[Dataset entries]
# # # # #

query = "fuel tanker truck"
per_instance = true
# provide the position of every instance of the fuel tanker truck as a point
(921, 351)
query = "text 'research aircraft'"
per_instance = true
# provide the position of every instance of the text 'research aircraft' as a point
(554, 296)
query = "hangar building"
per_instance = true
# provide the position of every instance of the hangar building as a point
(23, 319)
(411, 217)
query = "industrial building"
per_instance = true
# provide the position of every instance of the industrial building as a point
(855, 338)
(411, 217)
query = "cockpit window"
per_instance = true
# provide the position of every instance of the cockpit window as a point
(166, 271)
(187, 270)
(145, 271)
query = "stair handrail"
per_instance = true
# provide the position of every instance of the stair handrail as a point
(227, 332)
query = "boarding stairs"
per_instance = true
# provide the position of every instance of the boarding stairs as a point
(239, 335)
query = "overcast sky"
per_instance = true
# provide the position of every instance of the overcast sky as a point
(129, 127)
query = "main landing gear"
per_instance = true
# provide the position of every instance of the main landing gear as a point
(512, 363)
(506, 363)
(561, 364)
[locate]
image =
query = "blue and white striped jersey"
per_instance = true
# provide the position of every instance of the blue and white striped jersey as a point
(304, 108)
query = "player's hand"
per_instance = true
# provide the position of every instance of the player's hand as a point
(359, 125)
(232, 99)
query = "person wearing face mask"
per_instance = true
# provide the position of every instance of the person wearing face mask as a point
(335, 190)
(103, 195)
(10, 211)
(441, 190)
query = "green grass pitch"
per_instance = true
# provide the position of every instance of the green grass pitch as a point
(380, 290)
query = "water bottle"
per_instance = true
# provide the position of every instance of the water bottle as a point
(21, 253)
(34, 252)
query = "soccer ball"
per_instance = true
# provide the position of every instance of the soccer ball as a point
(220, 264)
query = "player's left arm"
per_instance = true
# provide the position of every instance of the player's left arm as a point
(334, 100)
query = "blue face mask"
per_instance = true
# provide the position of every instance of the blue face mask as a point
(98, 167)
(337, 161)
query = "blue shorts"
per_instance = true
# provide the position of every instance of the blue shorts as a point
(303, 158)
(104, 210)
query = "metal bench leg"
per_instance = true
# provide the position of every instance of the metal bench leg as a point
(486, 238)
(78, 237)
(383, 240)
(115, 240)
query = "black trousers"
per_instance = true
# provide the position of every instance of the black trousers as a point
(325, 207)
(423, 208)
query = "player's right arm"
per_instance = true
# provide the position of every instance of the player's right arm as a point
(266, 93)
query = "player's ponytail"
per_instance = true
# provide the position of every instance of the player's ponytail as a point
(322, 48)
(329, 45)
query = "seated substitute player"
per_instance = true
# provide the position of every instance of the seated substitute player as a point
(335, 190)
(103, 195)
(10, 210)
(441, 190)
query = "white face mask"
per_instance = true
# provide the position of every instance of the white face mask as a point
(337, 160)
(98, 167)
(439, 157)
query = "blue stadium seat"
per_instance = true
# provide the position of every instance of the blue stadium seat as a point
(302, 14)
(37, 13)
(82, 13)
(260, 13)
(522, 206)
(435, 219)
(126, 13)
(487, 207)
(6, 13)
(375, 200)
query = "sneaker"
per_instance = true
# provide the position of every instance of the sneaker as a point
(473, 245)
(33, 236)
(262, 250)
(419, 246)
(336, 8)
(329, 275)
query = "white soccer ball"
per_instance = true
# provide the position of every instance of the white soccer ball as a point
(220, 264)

# # # # #

• Exercise details:
Word for word, copy out the entries.

• Problem solution:
query = "fuel tanker truck"
per_instance = true
# provide the position of every instance of the fuel tanker truck as a point
(921, 351)
query = "text 'research aircraft'"
per_instance = true
# provide the position of every instance of the text 'research aircraft' as a point
(554, 296)
query = "hangar building"
per_instance = true
# provide the position of every instance of the hangar building as a point
(23, 319)
(411, 217)
query = "industrial building"
per_instance = true
# provide the position of every instance of the industrial building as a point
(855, 338)
(411, 217)
query = "cockpit window"
per_instance = true
# provide the position of every instance of the cockpit window as a point
(166, 271)
(187, 270)
(145, 271)
query = "stair handrail"
per_instance = true
# provide the position of every instance of the stair handrail as a point
(227, 332)
query = "boarding stairs"
per_instance = true
# provide the position of every instance of the boarding stairs as a point
(239, 335)
query = "overcast sky"
per_instance = true
# provide the position of every instance of the overcast sky as a point
(129, 127)
query = "main landing gear"
per_instance = true
# provide the position of every instance of the main landing gear as a point
(512, 363)
(506, 363)
(561, 364)
[locate]
image =
query = "blue and white striped jersey"
per_instance = true
# provide the position of every instance of the blue and white striped jersey as a point
(304, 108)
query = "player's hand"
per_instance = true
# provide the position of every instance of the player's hand as a point
(359, 125)
(232, 99)
query = "person wearing face mask"
per_instance = true
# provide the position of every instance of the person wearing face mask as a point
(335, 190)
(103, 195)
(10, 211)
(441, 190)
query = "green grass pitch"
per_instance = true
# provide the position of every instance of the green grass pitch as a point
(380, 290)
query = "water bottle"
per_instance = true
# provide the position of every instance of the water bottle as a point
(21, 253)
(34, 252)
query = "soccer ball"
per_instance = true
# provide the position of every instance of the soccer ball as a point
(220, 264)
query = "player's left arm"
per_instance = true
# provide the position of every instance of the player's left arm as a point
(334, 100)
query = "blue face mask"
per_instance = true
# provide the position of every instance of the blue face mask as a point
(98, 167)
(337, 161)
query = "blue shorts"
per_instance = true
# provide the position of every instance of the blue shorts as a point
(303, 158)
(104, 210)
query = "metal bench leg"
per_instance = true
# provide the position of every instance of the metal bench leg as a point
(486, 238)
(78, 237)
(383, 240)
(115, 240)
query = "black trousers"
per_instance = true
# provide the position of every instance of the black trousers as a point
(325, 207)
(423, 208)
query = "player's right arm"
per_instance = true
# provide the position of every instance of the player's right arm as a point
(266, 93)
query = "player's ponytail"
per_instance = true
# provide the position of every instance of the player's ponytail as a point
(322, 48)
(329, 45)
query = "seated substitute player"
per_instance = true
# provide the position of every instance of the seated substitute player as a point
(335, 190)
(103, 195)
(10, 210)
(441, 190)
query = "white face mask"
per_instance = true
# provide the position of every instance of the white face mask as a point
(337, 160)
(98, 167)
(439, 157)
query = "blue stadium seat"
per_instance = true
# provide the position of every instance of the blue stadium seat as a point
(302, 14)
(37, 13)
(82, 13)
(260, 13)
(522, 206)
(435, 219)
(126, 13)
(487, 207)
(6, 13)
(375, 200)
query = "sneaker"
per_instance = true
# provide the position of every instance of the sneaker as a point
(473, 245)
(33, 236)
(262, 250)
(419, 246)
(336, 8)
(329, 275)
query = "white soccer ball"
per_instance = true
# provide the position of every instance of the white soccer ball as a point
(220, 264)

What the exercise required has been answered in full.